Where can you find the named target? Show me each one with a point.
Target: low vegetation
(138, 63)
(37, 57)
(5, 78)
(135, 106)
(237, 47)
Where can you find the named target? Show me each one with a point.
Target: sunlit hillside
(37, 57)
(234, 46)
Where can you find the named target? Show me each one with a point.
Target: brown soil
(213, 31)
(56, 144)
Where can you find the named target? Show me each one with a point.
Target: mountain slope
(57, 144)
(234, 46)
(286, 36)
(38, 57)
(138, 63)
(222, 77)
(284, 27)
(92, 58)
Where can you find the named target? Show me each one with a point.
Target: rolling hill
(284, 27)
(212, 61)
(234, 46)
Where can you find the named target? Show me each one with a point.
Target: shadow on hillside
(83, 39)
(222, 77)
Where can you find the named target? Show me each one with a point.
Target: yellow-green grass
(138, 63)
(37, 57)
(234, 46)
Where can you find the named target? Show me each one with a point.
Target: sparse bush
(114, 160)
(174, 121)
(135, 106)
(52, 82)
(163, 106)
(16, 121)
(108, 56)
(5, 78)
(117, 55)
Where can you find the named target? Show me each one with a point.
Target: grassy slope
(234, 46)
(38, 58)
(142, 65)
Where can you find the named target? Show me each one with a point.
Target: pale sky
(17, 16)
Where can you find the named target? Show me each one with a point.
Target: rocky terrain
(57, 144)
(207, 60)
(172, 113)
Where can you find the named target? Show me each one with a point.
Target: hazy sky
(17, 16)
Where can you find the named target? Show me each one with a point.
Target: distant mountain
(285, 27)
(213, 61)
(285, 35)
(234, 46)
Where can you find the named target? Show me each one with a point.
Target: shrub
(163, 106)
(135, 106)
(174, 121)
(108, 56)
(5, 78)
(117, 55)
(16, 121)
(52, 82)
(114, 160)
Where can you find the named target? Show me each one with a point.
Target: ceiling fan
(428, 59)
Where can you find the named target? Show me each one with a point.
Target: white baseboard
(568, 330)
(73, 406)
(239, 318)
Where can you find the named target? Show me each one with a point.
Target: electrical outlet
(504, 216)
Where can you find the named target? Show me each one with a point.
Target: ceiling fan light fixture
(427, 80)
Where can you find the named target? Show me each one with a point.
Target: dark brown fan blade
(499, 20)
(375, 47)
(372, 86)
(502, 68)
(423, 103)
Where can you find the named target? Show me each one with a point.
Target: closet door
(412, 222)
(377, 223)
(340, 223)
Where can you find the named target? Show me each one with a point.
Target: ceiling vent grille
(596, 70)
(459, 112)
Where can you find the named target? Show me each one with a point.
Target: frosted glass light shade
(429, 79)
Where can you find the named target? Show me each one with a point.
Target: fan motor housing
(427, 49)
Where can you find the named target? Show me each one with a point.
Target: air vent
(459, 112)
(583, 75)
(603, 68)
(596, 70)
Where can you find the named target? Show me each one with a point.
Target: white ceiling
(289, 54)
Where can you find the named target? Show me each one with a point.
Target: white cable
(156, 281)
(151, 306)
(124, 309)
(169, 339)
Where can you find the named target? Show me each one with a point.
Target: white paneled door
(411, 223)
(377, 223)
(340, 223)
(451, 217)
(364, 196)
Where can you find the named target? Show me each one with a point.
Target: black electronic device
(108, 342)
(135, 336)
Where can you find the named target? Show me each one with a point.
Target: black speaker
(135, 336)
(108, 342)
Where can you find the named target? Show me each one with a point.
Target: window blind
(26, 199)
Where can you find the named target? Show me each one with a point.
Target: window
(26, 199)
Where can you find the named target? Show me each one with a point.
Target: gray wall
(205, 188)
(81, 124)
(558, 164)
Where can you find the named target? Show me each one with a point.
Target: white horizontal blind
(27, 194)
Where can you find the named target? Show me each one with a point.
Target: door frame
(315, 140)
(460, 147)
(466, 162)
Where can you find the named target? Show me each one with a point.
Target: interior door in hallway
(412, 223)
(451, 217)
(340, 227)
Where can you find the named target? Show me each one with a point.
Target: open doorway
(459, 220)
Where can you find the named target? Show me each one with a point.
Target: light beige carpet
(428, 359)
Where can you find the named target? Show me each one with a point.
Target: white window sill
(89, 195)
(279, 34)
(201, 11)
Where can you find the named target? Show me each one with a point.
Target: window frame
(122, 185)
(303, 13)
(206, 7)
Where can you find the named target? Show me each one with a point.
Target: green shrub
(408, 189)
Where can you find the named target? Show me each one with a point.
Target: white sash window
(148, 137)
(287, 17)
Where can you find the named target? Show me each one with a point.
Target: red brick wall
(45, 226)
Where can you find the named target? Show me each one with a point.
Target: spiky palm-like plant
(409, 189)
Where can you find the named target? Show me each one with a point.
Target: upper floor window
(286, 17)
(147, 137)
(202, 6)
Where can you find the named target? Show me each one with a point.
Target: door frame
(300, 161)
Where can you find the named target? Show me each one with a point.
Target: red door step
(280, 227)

------------------------------

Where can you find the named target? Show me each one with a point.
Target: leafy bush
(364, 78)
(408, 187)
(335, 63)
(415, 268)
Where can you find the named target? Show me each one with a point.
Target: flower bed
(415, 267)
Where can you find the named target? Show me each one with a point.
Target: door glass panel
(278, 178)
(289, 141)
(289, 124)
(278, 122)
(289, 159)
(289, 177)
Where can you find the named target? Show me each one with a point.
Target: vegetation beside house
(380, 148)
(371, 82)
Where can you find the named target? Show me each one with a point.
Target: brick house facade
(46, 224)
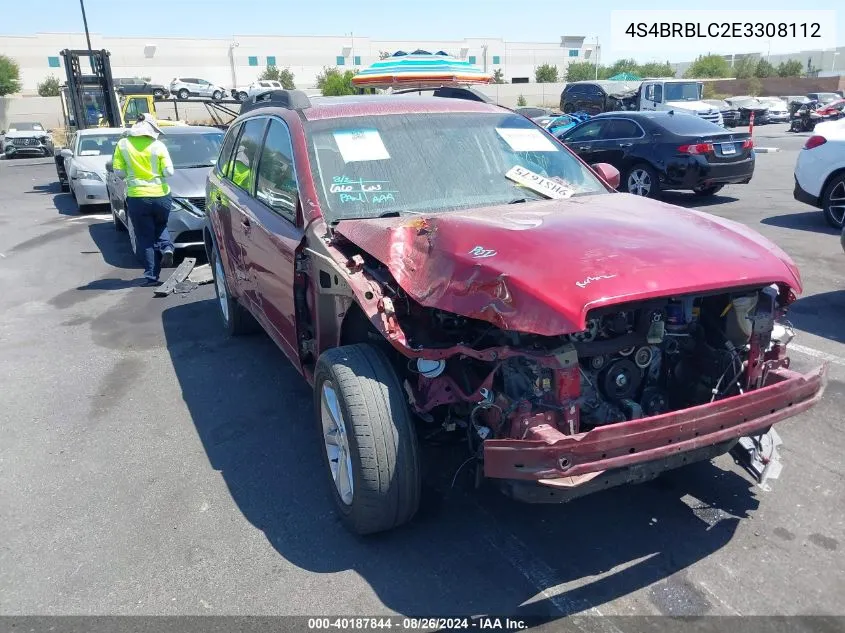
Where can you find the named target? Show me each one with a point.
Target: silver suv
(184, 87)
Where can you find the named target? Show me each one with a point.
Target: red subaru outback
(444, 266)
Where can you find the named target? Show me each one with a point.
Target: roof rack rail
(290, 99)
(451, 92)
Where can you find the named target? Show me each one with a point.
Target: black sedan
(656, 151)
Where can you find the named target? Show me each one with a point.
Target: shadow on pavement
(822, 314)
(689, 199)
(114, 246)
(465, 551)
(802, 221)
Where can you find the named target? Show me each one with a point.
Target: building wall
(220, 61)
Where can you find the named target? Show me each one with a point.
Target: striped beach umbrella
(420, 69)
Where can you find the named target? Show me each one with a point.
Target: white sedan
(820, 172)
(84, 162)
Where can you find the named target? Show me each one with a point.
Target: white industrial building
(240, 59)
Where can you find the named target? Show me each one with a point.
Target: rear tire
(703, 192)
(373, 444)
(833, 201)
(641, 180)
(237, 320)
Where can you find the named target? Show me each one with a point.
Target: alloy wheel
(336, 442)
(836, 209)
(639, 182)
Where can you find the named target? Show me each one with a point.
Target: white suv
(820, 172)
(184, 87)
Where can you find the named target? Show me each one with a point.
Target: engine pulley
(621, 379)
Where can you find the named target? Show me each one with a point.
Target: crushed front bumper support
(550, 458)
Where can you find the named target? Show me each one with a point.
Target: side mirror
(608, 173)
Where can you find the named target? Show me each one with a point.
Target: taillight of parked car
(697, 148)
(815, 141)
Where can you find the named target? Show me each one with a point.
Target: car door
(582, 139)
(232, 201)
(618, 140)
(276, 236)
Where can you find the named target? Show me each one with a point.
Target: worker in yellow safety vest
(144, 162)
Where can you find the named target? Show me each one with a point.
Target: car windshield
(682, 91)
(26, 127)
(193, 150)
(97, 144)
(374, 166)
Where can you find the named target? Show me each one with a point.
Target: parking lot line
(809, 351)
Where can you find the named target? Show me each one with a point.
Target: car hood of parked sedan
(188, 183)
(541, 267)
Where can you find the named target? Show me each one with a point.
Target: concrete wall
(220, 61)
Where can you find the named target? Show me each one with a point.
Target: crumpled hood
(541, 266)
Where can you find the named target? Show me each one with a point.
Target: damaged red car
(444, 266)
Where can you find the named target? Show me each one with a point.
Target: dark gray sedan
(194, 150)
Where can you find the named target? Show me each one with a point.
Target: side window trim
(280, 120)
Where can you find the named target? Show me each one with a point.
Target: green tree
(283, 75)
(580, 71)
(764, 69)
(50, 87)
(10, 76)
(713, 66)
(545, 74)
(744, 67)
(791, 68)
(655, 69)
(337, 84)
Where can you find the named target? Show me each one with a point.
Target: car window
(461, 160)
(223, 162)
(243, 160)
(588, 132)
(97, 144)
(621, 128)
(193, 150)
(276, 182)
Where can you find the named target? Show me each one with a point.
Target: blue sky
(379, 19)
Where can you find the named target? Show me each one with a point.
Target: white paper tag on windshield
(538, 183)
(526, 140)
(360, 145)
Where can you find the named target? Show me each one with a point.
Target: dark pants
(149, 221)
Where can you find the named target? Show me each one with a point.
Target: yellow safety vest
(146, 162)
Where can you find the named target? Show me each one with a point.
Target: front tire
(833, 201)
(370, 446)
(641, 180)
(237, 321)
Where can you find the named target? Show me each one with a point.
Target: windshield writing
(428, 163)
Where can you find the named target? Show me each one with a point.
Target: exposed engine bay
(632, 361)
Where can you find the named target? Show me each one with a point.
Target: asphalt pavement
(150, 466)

------------------------------

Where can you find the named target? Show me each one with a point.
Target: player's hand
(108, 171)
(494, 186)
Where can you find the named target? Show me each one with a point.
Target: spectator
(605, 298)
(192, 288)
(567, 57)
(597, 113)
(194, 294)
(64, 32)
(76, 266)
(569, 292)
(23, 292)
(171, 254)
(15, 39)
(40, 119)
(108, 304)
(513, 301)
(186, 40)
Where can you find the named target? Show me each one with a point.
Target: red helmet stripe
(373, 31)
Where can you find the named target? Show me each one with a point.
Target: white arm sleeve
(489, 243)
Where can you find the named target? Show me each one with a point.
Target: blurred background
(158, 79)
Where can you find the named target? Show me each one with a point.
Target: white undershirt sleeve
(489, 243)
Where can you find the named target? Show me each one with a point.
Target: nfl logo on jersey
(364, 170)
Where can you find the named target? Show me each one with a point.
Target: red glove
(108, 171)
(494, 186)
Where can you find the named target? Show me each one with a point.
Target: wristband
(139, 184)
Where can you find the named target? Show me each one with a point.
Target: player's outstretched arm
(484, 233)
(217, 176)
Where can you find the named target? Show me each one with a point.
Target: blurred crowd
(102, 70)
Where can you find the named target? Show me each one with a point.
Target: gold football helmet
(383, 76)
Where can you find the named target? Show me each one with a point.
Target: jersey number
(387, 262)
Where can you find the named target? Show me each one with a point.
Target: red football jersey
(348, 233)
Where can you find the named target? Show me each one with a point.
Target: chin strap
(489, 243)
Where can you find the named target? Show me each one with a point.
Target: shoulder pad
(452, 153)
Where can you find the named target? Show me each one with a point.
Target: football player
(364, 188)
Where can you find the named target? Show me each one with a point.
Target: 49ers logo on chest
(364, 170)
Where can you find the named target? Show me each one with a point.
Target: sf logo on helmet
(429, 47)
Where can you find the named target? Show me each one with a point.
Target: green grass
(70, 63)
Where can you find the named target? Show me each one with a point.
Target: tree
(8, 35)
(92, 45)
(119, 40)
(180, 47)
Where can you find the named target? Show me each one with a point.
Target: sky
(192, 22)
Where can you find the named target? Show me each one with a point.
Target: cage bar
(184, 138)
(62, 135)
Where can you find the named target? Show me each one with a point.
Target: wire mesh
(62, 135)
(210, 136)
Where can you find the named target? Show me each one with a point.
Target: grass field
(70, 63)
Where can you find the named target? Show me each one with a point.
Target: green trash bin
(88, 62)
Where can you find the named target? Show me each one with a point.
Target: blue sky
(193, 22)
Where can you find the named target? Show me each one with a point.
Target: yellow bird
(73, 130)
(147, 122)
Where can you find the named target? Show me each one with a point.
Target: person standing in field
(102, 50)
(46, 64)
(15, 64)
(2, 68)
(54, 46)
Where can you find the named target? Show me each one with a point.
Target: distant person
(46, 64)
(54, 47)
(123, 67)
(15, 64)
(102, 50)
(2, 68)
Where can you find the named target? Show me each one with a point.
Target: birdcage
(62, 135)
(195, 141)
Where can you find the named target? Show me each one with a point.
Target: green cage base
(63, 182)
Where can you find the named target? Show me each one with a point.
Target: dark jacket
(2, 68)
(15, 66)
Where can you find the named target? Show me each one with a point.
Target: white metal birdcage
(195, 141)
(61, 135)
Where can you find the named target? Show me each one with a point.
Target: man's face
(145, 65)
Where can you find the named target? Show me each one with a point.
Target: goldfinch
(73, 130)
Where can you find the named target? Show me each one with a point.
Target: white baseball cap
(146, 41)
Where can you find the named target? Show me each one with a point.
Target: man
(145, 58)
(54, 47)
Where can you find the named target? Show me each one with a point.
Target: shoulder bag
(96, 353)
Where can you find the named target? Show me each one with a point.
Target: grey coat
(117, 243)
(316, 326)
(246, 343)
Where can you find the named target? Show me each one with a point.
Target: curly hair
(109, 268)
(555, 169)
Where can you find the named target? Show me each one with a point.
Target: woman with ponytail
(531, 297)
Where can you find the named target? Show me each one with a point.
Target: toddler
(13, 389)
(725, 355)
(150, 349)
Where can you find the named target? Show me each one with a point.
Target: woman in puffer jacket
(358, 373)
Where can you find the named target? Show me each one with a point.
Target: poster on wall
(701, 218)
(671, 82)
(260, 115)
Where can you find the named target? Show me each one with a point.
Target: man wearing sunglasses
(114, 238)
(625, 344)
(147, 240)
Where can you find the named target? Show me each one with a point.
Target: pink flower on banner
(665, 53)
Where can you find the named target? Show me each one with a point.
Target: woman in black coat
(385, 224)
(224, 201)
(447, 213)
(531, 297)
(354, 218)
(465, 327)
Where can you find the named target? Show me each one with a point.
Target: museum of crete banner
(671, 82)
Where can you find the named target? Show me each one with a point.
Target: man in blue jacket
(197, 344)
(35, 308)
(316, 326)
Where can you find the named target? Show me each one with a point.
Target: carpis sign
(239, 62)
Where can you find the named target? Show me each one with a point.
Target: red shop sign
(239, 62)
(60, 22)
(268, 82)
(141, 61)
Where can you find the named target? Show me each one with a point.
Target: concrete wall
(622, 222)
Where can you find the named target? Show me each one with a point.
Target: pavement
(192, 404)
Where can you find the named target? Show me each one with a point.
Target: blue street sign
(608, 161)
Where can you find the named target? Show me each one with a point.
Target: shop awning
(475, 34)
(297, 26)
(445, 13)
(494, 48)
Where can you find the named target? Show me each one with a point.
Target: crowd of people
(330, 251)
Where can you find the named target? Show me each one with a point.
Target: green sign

------------------------------

• THE TASK:
Where the line holding "Target: woman in black coat" appears in the listing above, start reproducing exactly, and end with the line holding "Target: green sign".

• RESPONSE BOX:
Target: woman in black coat
(385, 224)
(224, 201)
(447, 213)
(531, 297)
(354, 218)
(465, 327)
Where can you find the named target? Show me each one with a point.
Target: museum of crete banner
(671, 82)
Where can you find the named target? Show me each one with a point.
Target: man in blue jacket
(197, 344)
(35, 308)
(316, 326)
Where can you find the named target? Show me each one with a point.
Target: carpis sign
(239, 62)
Where can you find the named target? Show me each one with a point.
Target: red shop sign
(239, 62)
(60, 22)
(268, 82)
(141, 61)
Where can you find the named target? Show me each one with a point.
Target: concrete wall
(622, 222)
Where can you find the named target? Show me each one with a point.
Target: pavement
(192, 404)
Where can you find the named target? Show me each one with a point.
Target: blue street sign
(608, 161)
Where can you find the named target? Show me each one with a point.
Target: shop awning
(475, 34)
(297, 26)
(445, 13)
(494, 48)
Where can you find the named target? Show me each one with a point.
Target: crowd of people
(330, 251)
Where can you find the named target? Show me each one with a point.
Target: green sign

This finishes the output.